● Activity
Please report how many lines in the records below contain the word "pipeline", giving only that number.

● Provided material

****************************************

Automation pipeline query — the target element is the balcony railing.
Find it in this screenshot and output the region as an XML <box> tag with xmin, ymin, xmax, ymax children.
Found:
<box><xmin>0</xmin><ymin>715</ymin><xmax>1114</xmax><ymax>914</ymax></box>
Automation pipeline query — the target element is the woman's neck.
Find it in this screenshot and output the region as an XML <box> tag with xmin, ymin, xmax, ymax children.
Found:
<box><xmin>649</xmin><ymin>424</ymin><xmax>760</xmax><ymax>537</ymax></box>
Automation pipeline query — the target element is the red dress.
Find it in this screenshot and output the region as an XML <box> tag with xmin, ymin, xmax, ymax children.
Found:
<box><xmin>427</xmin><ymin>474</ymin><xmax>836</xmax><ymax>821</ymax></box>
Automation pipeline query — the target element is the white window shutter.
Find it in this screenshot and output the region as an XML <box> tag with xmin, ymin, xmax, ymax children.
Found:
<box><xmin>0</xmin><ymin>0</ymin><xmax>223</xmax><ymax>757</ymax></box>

****************************************

● Written solution
4